Menu

#2285 net-snmp-5.7.1.pre2 does not respect session timeout

open
nobody
library (262)
9
2012-11-08
2011-09-15
No

I'm using net-snmp-5.7.1.pre2 that I manually built and installed on a CentOS 4.8 FINAL (32-bit). We've been struggling with easily-reproducable lockups with older versions hanging in recvmsg, so I added this latest version, which is supposed to fix that. But now, it's easily hanging up somewhere else. Here's the stack trace at the time that our client freezes:

#0 0x00bfa7a2 in _dl_sysinfo_int80 () from /lib/ld-linux.so.2
#1 0x00cd89f1 in ___newselect_nocancel () from /lib/tls/libc.so.6
#2 0x0027e01d in snmp_synch_response_cb (ss=0x8a29798, pdu=0x8908f08, response=0x0, pcb=0x27d650 <snmp\_synch\_input>)
at snmp_client.c:1060
#3 0x0027e132 in snmp_synch_response (ss=0x8a29798, pdu=0x8908f08, response=0xb7faee58) at snmp_client.c:1108
#4 0x0806c234 in SnmpTools::SnmpGet ()
#5 0x0806c792 in SnmpTools::SnmpGet ()
#6 0x0806c887 in snmpget ()
#7 0x080583c2 in proxyStr::get_request ()
#8 0x001bb6bd in Agentpp::Mib::process_request (this=0x8614848, req=0x87d6070, reqind=0) at mib.cpp:3286
#9 0x001bd890 in Agentpp::Mib::do_process_request (this=0x8614848, req=0x87d6070) at mib.cpp:3546
#10 0x001d0bcd in Agentpp::MibTask::run (this=0x89d3a08) at threads.cpp:1032
#11 0x001cf9ff in Agentpp::TaskManager::run (this=0x8672cd0) at threads.cpp:854
#12 0x001ced8e in Agentpp::thread_starter (t=0x8672d1c) at threads.cpp:563
#13 0x00d765cc in start_thread () from /lib/tls/libpthread.so.0
#14 0x00cdffae in clone () from /lib/tls/libc.so.6</snmp\_synch\_input>

This thread holds a lock, which is blocking another thread, which holds a lock, which is blocking another thread, etc. The result is a deadlock.

### Instruction a
Extract the lines of the listing word for word, starting with the line that contains "the woman's dark" and going on through the line that contains "Target: man in white shirt".
The bug report and the listing come from unrelated sources.

### Data in this exercise
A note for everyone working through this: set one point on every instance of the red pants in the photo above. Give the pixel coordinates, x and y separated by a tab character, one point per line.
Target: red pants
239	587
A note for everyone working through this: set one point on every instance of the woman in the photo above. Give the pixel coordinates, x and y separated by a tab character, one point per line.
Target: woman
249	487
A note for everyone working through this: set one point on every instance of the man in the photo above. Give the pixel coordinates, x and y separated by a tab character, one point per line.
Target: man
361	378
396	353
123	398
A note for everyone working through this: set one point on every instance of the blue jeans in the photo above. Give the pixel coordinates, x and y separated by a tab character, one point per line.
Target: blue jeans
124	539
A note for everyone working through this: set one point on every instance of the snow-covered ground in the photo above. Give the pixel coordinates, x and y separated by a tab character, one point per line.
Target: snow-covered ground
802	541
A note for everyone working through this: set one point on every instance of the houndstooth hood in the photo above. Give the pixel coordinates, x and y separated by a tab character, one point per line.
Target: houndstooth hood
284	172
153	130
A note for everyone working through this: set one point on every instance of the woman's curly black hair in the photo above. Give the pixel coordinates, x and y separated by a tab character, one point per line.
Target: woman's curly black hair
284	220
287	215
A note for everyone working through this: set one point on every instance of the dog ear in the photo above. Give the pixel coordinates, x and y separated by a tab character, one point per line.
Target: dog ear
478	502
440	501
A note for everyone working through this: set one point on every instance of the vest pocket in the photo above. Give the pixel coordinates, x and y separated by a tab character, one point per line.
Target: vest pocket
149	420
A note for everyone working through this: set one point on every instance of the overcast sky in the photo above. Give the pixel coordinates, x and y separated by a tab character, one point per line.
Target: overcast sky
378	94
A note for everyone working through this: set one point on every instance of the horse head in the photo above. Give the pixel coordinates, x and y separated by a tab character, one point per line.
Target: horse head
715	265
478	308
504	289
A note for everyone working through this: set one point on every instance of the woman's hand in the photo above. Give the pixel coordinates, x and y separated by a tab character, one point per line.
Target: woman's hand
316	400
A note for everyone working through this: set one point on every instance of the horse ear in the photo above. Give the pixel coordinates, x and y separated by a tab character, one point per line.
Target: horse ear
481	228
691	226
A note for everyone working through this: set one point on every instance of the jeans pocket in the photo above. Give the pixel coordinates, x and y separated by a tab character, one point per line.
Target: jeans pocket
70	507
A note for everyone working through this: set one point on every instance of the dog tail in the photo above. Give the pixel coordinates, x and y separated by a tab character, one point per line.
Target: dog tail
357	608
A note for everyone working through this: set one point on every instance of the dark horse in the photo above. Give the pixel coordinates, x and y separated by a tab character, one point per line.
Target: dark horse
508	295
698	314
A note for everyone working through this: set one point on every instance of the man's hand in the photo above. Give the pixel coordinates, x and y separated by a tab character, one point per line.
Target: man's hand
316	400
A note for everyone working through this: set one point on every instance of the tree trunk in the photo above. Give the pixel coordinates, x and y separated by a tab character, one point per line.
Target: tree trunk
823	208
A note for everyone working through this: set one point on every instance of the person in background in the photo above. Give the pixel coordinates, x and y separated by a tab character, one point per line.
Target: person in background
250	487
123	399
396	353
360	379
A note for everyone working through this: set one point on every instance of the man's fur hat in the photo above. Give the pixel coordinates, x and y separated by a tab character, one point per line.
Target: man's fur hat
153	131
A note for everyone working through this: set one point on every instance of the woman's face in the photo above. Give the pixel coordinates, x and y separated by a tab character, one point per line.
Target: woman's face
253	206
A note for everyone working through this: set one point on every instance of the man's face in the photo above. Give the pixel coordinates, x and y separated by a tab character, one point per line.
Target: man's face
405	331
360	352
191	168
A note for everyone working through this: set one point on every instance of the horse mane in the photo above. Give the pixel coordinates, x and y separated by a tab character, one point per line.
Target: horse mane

...

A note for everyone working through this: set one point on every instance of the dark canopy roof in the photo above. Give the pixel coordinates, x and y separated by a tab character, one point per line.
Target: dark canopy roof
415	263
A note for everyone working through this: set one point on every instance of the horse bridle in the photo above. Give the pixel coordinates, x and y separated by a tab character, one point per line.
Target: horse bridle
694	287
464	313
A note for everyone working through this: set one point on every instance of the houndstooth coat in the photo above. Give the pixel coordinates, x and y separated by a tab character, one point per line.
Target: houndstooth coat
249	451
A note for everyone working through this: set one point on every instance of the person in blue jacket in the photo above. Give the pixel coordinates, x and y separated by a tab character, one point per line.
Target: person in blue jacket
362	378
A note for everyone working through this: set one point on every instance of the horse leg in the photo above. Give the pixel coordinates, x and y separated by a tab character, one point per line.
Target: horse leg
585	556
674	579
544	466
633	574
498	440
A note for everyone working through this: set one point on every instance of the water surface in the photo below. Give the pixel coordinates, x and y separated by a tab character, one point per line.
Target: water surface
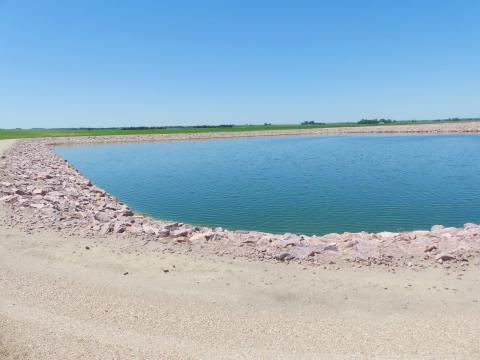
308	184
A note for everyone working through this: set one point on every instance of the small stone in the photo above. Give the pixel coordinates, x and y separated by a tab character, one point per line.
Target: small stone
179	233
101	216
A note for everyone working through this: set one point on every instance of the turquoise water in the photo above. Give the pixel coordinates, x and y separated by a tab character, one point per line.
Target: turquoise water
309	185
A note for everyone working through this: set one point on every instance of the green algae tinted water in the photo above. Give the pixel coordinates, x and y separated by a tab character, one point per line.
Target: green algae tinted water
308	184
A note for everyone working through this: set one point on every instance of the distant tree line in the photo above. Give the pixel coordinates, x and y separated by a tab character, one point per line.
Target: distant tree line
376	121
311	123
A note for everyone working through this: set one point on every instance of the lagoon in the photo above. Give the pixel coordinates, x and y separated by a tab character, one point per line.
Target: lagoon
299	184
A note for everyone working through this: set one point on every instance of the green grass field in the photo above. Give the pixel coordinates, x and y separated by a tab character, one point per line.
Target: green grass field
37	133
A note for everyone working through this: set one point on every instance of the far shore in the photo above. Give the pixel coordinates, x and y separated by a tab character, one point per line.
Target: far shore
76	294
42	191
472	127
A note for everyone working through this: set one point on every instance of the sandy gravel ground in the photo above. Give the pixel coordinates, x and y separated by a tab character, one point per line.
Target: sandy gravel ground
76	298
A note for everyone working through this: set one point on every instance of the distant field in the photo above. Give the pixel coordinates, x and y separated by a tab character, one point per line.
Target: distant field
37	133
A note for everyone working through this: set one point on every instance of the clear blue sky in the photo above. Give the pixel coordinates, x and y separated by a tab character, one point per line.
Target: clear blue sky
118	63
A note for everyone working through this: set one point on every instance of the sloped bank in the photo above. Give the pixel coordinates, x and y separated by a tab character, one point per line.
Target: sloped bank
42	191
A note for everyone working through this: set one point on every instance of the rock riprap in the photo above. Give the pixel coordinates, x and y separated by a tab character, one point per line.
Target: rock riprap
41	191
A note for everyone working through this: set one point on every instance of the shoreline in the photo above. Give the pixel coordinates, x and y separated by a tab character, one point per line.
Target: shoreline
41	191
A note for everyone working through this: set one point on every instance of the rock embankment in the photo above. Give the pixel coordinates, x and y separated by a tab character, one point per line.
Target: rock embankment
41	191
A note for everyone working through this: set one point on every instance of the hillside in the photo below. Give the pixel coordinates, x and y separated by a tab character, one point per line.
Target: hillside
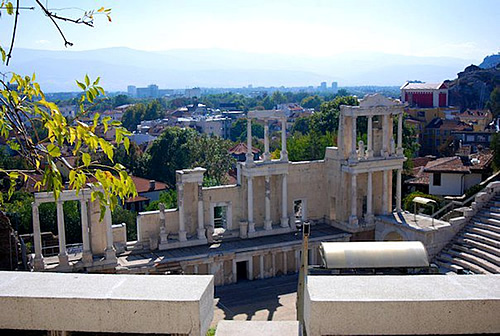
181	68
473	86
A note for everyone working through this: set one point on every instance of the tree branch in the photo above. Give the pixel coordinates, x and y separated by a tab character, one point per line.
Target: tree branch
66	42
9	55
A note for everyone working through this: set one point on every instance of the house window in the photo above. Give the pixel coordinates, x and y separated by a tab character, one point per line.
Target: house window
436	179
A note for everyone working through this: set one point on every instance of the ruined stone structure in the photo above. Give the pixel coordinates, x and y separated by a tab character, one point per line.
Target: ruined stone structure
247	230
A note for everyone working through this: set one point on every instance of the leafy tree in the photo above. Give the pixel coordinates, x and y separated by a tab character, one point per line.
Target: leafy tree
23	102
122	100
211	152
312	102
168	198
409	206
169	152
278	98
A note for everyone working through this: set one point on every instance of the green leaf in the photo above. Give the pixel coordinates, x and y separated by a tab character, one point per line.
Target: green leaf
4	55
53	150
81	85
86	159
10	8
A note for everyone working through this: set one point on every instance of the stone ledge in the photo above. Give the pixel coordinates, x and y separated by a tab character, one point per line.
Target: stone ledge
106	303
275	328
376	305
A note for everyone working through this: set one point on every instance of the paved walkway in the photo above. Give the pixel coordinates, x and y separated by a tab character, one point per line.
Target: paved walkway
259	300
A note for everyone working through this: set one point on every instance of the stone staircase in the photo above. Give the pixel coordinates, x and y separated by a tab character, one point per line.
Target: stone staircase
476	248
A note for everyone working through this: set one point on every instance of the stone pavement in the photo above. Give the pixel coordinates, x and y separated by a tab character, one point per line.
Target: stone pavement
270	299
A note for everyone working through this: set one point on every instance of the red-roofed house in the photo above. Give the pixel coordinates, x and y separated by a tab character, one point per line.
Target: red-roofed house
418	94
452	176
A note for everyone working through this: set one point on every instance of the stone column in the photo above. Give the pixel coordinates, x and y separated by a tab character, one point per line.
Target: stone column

--

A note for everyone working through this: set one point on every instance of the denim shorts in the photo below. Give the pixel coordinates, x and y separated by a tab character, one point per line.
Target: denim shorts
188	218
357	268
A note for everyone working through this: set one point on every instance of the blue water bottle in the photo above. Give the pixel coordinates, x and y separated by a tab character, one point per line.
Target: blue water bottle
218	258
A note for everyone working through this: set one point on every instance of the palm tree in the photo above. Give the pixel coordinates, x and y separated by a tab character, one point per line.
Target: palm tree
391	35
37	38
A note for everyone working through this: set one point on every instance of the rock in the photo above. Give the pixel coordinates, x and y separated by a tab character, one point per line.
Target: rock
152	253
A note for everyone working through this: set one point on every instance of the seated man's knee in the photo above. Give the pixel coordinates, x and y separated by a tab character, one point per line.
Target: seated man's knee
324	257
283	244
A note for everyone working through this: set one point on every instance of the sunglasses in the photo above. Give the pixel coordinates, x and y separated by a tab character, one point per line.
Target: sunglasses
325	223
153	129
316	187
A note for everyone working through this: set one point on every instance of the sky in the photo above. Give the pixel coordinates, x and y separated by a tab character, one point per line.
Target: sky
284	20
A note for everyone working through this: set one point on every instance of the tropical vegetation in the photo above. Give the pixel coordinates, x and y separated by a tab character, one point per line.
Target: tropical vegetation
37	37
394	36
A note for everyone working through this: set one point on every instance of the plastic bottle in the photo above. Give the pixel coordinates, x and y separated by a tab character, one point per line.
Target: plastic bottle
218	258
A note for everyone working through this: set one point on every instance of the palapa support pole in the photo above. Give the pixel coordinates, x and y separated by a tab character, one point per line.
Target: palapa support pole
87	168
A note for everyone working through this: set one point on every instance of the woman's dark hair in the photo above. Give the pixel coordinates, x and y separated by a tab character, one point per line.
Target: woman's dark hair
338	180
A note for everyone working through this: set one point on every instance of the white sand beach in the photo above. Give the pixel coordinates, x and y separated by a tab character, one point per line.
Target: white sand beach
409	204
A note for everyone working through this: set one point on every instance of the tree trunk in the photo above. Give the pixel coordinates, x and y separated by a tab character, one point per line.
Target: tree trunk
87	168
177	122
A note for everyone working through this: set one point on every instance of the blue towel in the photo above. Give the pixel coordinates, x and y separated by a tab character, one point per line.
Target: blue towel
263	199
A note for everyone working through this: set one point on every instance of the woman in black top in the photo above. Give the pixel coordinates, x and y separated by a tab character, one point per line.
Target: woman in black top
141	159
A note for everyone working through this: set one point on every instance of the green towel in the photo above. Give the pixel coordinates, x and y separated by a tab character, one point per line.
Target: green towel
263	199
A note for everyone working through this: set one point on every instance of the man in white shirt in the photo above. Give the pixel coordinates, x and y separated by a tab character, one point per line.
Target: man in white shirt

### Instruction b
Copy the passage of the bug report word for word, starting with "#5 0x0806c792 in" and going on through "is a deadlock.".

### Correct result a
A note for everyone working through this: set one point on every instance of the woman's dark hair in the photo above. Give the pixel coordinates, x and y separated by a tab character, one point per line.
Target: woman's dark hair
338	180
A note for everyone working through this: set one point on every instance of the white sand beach in the photo above. Give the pixel coordinates, x and y separated by a tab character, one point per line.
Target: white sand beach
409	204
A note for everyone working through this: set one point on every instance of the tree trunk in the photo above. Give the pixel coordinates, x and y separated by a tab character, one point per line.
Target: tree trunk
87	168
177	122
A note for everyone working through this: set one point on every instance of the blue towel in the photo above. Give the pixel coordinates, x and y separated by a tab character, one point per line.
Target: blue towel
263	199
A note for everyone working through this: set one point on every instance of the woman in black top in the photo above. Give the pixel coordinates, x and y separated by a tab character, one point per line.
Target: woman in black top
141	159
A note for everyone working through this: set one point on every instance of the green towel in the photo above. Give the pixel coordinates, x and y separated by a tab character, one point per line.
Target: green towel
263	199
A note for everyone working through this: set one point on every instance of the man in white shirt in the photo above. Give the pixel coordinates, x and y separated by a tab character, one point per line.
Target: man in white shirt

### Correct result b
#5 0x0806c792 in SnmpTools::SnmpGet ()
#6 0x0806c887 in snmpget ()
#7 0x080583c2 in proxyStr::get_request ()
#8 0x001bb6bd in Agentpp::Mib::process_request (this=0x8614848, req=0x87d6070, reqind=0) at mib.cpp:3286
#9 0x001bd890 in Agentpp::Mib::do_process_request (this=0x8614848, req=0x87d6070) at mib.cpp:3546
#10 0x001d0bcd in Agentpp::MibTask::run (this=0x89d3a08) at threads.cpp:1032
#11 0x001cf9ff in Agentpp::TaskManager::run (this=0x8672cd0) at threads.cpp:854
#12 0x001ced8e in Agentpp::thread_starter (t=0x8672d1c) at threads.cpp:563
#13 0x00d765cc in start_thread () from /lib/tls/libpthread.so.0
#14 0x00cdffae in clone () from /lib/tls/libc.so.6</snmp\_synch\_input>

This thread holds a lock, which is blocking another thread, which holds a lock, which is blocking another thread, etc. The result is a deadlock.